### RECORDED DATA ###

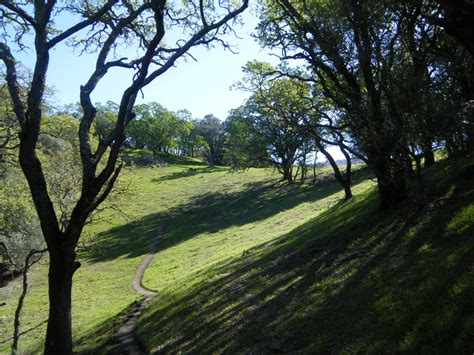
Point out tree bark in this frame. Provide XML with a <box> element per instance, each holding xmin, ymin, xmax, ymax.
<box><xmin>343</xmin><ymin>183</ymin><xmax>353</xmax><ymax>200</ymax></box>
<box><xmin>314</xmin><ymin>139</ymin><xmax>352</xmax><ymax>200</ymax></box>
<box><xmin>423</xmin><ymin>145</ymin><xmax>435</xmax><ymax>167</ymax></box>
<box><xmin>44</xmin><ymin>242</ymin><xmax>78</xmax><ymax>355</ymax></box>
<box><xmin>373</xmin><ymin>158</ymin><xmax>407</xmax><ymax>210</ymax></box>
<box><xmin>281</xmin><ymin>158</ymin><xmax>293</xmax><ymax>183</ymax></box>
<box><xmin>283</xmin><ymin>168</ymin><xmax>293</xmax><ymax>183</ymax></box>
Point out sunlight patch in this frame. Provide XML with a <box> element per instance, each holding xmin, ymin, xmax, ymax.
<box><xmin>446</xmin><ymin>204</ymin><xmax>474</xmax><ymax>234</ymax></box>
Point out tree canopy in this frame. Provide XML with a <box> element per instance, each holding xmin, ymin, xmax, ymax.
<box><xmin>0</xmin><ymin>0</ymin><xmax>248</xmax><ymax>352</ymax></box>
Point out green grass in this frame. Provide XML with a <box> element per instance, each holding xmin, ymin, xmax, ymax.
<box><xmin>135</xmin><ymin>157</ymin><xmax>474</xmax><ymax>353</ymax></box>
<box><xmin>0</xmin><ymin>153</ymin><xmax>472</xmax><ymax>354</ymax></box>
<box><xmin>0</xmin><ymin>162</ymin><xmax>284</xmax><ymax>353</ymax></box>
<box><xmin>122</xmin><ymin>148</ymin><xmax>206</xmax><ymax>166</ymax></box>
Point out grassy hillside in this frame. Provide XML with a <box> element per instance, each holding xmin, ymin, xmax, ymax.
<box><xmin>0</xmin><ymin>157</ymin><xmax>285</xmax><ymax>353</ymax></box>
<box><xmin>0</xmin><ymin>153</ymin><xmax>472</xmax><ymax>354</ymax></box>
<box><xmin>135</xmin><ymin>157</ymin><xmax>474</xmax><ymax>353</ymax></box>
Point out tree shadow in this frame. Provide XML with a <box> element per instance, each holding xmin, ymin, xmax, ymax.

###
### RECORDED DATA ###

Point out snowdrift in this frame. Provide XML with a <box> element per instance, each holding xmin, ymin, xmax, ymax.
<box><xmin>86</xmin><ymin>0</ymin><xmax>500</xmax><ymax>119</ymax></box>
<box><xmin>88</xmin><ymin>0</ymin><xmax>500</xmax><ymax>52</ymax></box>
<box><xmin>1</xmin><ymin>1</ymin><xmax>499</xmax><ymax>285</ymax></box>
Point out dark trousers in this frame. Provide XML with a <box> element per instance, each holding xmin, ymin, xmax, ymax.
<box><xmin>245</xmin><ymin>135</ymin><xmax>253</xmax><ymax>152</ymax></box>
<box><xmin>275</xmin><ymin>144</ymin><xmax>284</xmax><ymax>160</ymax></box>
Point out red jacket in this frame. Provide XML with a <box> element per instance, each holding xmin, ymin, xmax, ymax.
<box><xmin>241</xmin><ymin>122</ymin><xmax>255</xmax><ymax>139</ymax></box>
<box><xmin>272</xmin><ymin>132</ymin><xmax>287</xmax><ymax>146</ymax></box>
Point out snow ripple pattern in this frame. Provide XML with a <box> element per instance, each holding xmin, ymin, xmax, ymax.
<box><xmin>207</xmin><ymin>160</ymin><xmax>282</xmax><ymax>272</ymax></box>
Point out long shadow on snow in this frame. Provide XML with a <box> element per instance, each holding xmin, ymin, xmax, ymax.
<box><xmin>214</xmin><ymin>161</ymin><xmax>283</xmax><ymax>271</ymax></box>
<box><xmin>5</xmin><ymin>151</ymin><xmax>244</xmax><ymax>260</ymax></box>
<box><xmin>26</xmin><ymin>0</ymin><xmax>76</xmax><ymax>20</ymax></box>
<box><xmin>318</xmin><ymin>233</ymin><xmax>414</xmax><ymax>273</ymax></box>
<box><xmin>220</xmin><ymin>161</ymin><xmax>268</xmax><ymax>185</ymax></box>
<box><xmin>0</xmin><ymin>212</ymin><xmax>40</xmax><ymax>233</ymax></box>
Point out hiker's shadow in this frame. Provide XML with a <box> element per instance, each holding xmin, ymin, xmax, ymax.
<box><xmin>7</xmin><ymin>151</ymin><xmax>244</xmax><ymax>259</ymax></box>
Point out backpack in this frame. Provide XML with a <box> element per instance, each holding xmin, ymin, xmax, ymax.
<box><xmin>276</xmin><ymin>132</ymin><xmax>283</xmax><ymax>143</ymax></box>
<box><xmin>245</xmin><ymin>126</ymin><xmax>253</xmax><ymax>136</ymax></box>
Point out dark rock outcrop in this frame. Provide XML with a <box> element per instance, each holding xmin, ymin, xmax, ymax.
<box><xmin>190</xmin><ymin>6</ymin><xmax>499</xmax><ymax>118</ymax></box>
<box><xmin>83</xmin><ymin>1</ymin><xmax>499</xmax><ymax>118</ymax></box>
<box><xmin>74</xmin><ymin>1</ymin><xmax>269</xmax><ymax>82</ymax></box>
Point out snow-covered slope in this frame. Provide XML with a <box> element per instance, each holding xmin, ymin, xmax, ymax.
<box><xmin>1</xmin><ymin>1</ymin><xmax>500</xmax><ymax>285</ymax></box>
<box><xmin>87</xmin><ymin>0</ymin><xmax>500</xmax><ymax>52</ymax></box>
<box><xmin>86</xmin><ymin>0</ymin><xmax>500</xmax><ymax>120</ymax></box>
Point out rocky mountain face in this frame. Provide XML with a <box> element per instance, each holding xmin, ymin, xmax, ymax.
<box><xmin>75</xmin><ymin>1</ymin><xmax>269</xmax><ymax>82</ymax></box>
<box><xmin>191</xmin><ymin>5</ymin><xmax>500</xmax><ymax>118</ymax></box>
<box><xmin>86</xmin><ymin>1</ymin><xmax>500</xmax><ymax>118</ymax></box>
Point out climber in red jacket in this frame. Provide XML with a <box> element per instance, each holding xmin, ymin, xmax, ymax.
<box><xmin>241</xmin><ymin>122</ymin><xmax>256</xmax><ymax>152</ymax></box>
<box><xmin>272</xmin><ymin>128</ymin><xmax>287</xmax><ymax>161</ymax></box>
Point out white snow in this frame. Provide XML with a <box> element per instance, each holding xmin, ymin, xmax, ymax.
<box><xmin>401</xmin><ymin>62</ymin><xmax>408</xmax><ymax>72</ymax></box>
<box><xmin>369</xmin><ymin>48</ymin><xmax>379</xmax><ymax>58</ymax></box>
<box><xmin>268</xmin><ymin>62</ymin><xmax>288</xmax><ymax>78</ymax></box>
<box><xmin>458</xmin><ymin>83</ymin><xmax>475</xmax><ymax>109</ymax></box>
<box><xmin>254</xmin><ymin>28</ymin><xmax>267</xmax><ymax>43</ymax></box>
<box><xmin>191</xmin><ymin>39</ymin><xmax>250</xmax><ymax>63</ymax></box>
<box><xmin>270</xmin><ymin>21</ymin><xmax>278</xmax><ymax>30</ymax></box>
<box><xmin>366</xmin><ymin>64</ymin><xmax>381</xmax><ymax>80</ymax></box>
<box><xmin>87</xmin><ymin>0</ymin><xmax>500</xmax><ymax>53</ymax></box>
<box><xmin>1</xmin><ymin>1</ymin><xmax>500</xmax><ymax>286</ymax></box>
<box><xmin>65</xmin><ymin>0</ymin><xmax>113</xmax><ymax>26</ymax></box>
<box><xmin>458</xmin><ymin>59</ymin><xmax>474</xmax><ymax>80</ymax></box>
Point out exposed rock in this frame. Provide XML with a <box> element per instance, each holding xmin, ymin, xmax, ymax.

###
### RECORDED DATA ###

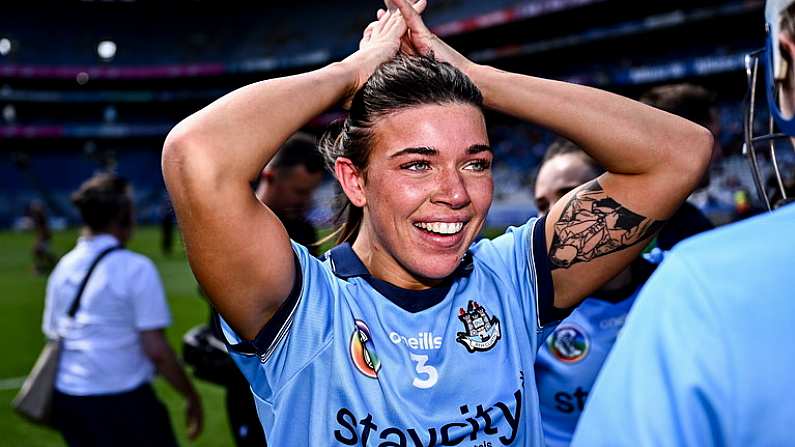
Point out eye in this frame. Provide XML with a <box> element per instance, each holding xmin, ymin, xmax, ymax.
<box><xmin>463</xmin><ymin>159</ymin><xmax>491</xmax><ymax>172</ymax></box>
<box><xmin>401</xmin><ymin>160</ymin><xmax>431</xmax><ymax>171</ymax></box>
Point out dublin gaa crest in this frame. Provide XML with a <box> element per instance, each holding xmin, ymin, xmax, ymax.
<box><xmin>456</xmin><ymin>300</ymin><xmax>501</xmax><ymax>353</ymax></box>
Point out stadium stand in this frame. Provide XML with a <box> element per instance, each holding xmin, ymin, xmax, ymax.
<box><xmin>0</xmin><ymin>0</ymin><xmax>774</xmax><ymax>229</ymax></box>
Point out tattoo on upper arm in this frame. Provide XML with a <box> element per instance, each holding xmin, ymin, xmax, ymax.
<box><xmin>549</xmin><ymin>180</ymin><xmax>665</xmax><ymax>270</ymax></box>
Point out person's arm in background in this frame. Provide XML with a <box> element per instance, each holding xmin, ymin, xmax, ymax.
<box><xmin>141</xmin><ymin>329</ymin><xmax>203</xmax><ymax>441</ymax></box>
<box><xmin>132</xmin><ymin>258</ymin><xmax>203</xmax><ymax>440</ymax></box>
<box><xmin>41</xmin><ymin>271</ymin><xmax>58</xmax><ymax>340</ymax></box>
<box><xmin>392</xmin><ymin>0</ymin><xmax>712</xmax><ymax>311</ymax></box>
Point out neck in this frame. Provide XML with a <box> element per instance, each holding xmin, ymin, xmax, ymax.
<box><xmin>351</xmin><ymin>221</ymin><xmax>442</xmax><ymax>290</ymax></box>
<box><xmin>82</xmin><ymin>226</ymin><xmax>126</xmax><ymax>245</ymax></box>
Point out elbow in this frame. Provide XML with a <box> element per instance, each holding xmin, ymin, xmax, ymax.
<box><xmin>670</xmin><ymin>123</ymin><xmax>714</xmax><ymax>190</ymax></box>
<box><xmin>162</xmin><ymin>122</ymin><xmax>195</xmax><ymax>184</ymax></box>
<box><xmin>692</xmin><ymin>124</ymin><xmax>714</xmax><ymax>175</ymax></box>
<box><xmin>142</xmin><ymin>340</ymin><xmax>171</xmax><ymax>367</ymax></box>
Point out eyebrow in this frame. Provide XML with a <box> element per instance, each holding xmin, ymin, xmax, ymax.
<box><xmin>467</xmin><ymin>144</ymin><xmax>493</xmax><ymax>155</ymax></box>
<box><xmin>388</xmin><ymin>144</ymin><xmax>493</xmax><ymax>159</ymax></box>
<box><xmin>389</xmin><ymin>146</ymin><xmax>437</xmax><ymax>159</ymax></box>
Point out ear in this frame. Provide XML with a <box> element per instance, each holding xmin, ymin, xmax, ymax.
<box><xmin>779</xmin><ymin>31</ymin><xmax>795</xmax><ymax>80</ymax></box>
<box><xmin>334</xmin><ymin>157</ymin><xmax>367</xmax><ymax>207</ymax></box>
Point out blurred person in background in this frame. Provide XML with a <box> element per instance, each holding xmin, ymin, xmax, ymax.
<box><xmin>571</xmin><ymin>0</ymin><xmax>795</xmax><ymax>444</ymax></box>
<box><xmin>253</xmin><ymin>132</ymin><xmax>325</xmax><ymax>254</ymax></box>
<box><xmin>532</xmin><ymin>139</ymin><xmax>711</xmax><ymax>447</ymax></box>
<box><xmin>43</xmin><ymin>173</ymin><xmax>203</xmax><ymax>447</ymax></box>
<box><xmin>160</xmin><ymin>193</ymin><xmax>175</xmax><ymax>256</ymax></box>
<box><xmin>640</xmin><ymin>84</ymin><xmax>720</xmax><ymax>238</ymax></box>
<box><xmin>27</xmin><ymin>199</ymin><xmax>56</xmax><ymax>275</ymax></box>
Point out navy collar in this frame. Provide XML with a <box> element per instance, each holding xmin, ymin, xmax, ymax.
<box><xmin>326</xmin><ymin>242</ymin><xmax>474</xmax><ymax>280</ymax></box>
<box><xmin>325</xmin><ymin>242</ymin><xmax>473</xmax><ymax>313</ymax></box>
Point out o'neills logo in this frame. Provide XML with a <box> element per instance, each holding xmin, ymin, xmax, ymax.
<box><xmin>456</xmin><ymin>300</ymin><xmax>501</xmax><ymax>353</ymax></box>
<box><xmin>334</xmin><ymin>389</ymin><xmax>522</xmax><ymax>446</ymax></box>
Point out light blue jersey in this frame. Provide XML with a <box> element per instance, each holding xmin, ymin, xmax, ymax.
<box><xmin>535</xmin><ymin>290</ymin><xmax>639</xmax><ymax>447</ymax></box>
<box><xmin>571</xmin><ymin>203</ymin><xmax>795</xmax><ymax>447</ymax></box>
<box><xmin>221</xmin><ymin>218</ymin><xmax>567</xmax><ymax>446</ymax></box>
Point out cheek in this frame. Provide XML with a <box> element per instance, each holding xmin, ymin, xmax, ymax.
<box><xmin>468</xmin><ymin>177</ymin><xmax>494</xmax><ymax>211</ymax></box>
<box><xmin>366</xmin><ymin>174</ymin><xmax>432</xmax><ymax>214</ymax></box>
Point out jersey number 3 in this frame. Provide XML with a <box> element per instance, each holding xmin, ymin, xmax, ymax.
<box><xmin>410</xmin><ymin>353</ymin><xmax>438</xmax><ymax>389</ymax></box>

###

**HOW TO COMPLETE THIS TASK:** The response should hold exactly the lines starting at the line with "Point out tree bark" and ending at the line with "Point out tree shadow", and no other line of the material above.

**SOLUTION:**
Point out tree bark in this frame. Provide XML with a <box> element per instance, each holding xmin, ymin, xmax, ymax.
<box><xmin>343</xmin><ymin>183</ymin><xmax>353</xmax><ymax>200</ymax></box>
<box><xmin>314</xmin><ymin>139</ymin><xmax>352</xmax><ymax>200</ymax></box>
<box><xmin>423</xmin><ymin>145</ymin><xmax>435</xmax><ymax>167</ymax></box>
<box><xmin>44</xmin><ymin>242</ymin><xmax>78</xmax><ymax>355</ymax></box>
<box><xmin>373</xmin><ymin>158</ymin><xmax>407</xmax><ymax>210</ymax></box>
<box><xmin>281</xmin><ymin>158</ymin><xmax>293</xmax><ymax>183</ymax></box>
<box><xmin>283</xmin><ymin>168</ymin><xmax>293</xmax><ymax>183</ymax></box>
Point out sunlight patch in this frame. Provide XML with a <box> element per instance, each holding xmin, ymin, xmax, ymax.
<box><xmin>446</xmin><ymin>204</ymin><xmax>474</xmax><ymax>234</ymax></box>
Point out tree canopy in this frame. Provide XML with a <box> element per instance, each holding xmin, ymin, xmax, ymax.
<box><xmin>0</xmin><ymin>0</ymin><xmax>248</xmax><ymax>352</ymax></box>
Point out green grass in this frame. Provide XML with a <box> element per instance, each holding xmin, ymin, xmax, ymax.
<box><xmin>135</xmin><ymin>157</ymin><xmax>474</xmax><ymax>353</ymax></box>
<box><xmin>0</xmin><ymin>153</ymin><xmax>472</xmax><ymax>354</ymax></box>
<box><xmin>0</xmin><ymin>162</ymin><xmax>284</xmax><ymax>353</ymax></box>
<box><xmin>122</xmin><ymin>148</ymin><xmax>206</xmax><ymax>166</ymax></box>
Point out grassy hillside in this frame. Provide XML with a <box> element per instance, each holding xmin, ymin, xmax, ymax.
<box><xmin>0</xmin><ymin>157</ymin><xmax>285</xmax><ymax>353</ymax></box>
<box><xmin>0</xmin><ymin>153</ymin><xmax>472</xmax><ymax>354</ymax></box>
<box><xmin>135</xmin><ymin>157</ymin><xmax>474</xmax><ymax>353</ymax></box>
Point out tree shadow in this frame. Provide XML with a <box> element per instance, each holding xmin, ymin, xmax, ymax.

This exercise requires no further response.